* [Exercise] Present the lines starting at the one containing "Detect all occurrences of sun." and ending at the one containing "[310,144,429,186]" as a Markdown table with the columns No. and Line, numbering each row and omitting any blank lines.

[start]

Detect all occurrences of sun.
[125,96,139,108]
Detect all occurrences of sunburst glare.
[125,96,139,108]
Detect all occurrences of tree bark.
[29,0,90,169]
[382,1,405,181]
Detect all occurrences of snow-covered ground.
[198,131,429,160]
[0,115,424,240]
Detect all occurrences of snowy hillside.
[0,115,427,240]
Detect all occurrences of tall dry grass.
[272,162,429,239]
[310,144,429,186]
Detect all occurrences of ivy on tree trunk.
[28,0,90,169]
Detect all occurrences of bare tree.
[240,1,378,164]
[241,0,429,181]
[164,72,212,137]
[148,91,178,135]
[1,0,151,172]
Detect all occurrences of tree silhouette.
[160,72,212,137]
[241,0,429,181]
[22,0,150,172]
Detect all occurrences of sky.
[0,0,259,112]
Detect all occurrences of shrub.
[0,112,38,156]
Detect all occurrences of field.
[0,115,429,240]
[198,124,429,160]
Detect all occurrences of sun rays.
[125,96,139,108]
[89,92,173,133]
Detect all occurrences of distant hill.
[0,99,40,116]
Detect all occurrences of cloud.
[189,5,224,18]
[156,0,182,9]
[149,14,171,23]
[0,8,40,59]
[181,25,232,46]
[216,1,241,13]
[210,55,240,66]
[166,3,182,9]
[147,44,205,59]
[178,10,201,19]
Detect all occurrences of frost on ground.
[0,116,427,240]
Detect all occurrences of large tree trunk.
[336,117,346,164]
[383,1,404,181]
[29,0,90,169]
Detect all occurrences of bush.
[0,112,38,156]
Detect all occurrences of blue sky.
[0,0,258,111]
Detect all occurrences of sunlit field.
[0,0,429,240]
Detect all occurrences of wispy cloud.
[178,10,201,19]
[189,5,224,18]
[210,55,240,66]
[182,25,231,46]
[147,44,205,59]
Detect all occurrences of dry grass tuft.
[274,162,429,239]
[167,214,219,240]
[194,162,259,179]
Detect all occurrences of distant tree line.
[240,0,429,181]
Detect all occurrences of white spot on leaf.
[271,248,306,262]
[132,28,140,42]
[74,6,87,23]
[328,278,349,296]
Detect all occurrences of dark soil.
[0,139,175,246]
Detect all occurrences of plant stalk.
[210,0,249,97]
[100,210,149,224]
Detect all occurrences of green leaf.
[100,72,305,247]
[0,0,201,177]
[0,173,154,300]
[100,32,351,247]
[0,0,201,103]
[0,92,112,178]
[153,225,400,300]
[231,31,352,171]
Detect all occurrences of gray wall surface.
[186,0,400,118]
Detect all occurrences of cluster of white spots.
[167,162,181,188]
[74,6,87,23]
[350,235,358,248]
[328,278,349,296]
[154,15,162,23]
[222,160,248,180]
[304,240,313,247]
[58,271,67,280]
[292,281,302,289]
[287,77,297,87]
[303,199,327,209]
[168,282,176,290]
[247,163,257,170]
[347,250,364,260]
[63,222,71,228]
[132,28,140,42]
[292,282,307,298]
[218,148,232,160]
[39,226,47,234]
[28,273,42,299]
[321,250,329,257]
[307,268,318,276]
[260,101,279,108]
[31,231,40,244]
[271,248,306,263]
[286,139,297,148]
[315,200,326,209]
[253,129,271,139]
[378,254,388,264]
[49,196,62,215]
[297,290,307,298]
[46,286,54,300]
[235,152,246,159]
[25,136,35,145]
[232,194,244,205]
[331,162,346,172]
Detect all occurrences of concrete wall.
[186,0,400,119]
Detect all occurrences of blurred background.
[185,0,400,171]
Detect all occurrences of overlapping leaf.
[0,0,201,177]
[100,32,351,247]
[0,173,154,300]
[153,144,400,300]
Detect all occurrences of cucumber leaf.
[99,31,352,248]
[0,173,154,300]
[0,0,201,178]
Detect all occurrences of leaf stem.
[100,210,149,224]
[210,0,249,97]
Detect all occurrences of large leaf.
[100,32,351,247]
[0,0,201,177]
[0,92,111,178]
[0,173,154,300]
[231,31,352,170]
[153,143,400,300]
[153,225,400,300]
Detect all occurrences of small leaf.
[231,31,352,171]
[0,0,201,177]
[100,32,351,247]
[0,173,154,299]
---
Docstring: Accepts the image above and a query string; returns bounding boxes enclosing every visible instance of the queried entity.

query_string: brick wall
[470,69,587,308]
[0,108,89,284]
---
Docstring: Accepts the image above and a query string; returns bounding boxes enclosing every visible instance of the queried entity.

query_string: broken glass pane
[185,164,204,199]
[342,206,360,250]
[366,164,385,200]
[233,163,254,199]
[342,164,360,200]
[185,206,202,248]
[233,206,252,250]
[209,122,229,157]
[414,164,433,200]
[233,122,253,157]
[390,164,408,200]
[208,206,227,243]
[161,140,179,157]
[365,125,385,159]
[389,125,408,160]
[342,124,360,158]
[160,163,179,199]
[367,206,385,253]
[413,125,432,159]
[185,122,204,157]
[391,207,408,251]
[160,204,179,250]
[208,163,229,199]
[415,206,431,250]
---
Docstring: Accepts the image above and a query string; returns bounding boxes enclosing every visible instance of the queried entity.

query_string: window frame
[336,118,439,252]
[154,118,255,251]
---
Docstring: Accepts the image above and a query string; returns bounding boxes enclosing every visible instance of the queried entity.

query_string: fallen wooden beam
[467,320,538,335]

[end]
[start]

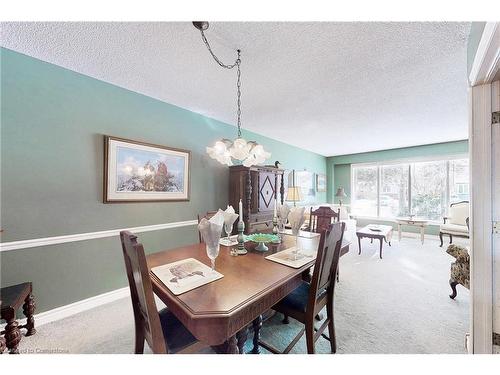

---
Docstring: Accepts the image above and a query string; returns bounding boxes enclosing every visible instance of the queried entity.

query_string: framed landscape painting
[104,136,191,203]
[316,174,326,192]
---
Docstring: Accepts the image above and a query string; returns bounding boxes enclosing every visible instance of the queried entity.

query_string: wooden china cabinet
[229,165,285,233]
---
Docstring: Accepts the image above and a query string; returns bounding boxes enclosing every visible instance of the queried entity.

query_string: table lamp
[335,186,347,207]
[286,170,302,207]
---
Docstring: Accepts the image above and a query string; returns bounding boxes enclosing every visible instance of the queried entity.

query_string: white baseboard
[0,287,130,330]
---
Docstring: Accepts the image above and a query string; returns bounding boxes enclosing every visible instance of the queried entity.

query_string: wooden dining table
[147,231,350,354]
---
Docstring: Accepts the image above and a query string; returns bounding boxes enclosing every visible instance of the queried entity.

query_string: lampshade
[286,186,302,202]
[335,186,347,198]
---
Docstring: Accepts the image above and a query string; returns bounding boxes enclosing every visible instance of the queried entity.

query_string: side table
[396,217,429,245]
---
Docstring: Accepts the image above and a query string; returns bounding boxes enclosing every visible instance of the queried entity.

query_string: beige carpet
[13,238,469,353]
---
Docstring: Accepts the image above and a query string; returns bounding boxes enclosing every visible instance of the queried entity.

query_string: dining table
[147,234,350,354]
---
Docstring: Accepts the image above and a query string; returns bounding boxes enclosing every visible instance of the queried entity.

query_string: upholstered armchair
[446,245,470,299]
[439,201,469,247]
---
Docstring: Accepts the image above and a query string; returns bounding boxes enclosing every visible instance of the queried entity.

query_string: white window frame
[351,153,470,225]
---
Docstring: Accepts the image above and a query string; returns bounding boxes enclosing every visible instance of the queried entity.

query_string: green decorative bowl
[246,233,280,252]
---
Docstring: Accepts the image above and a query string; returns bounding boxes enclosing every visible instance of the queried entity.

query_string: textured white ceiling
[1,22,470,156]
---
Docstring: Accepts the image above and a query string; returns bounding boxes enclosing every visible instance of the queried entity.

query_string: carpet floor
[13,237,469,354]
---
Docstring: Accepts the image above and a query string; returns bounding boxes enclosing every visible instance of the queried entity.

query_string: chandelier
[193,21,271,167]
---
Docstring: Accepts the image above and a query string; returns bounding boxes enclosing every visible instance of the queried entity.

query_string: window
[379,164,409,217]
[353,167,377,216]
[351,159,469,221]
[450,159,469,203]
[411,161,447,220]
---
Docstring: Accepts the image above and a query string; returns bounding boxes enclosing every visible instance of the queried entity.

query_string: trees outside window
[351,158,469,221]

[end]
[start]

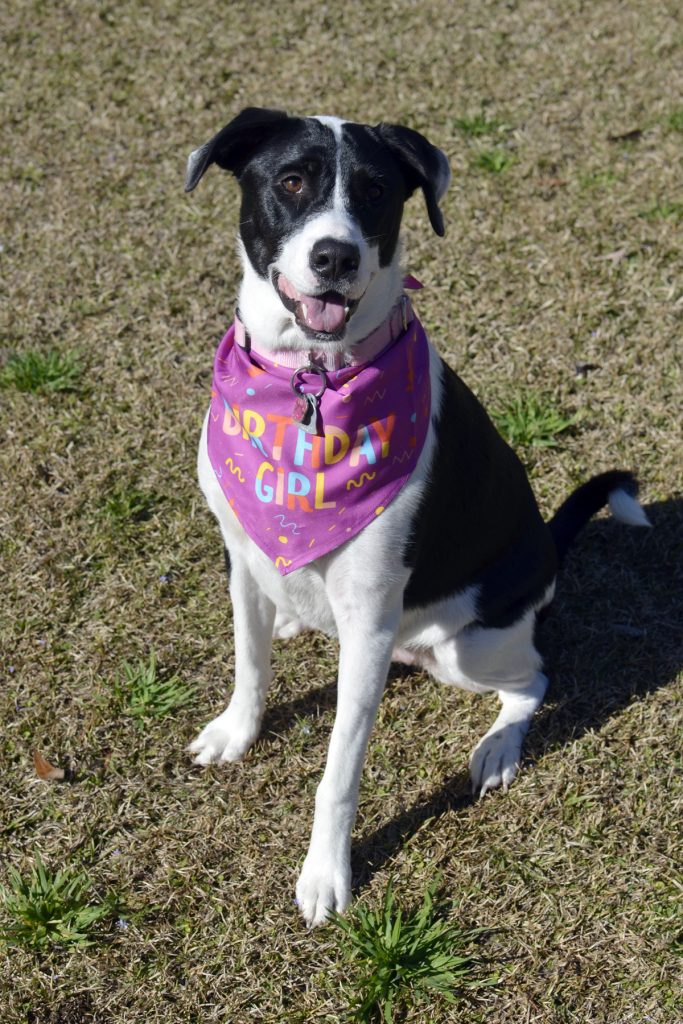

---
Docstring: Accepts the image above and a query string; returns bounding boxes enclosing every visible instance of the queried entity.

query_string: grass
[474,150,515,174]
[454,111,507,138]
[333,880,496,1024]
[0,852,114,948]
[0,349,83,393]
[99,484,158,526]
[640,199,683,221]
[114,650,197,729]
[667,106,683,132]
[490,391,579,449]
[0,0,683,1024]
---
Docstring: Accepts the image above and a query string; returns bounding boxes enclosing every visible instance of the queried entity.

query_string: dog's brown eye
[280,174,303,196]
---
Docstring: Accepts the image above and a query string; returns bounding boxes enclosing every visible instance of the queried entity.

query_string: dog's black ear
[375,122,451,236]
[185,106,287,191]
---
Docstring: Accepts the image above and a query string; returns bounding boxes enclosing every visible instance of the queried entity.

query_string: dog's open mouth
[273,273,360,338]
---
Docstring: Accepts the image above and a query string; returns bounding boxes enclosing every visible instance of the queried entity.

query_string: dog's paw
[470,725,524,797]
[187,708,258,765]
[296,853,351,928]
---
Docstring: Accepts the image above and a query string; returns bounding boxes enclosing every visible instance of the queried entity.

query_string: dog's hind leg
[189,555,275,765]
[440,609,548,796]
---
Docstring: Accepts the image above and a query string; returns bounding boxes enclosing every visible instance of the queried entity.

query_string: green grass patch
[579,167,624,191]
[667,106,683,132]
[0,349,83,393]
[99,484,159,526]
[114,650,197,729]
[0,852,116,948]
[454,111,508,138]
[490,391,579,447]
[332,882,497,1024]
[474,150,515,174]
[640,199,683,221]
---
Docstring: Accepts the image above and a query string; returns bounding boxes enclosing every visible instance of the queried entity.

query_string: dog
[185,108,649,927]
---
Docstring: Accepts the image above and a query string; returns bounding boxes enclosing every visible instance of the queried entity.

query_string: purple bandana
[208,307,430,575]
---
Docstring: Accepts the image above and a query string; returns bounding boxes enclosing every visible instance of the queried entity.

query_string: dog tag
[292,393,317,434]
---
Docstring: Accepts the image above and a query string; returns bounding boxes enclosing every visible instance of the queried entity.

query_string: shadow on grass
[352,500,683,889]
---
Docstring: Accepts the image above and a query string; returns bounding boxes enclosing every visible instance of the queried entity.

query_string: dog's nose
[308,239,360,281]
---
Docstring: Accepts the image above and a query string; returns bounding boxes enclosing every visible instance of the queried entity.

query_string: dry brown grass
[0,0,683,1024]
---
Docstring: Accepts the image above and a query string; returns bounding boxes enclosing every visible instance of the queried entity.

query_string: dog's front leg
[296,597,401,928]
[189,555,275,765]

[end]

* [Answer below]
| No. | Line |
|---|---|
| 1 | Detect all occurrences of sun. |
| 2 | [125,96,139,108] |
| 3 | Detect all occurrences of sunburst glare. |
| 4 | [125,96,139,108] |
| 5 | Detect all occurrences of tree bark. |
| 6 | [29,0,90,169] |
| 7 | [382,1,405,181] |
| 8 | Detect all occurrences of snow-covered ground. |
| 9 | [198,131,429,160] |
| 10 | [0,115,424,240] |
| 11 | Detect all occurrences of snowy hillside. |
| 12 | [0,115,427,240] |
| 13 | Detect all occurrences of tall dry grass. |
| 14 | [272,162,429,239] |
| 15 | [310,144,429,186] |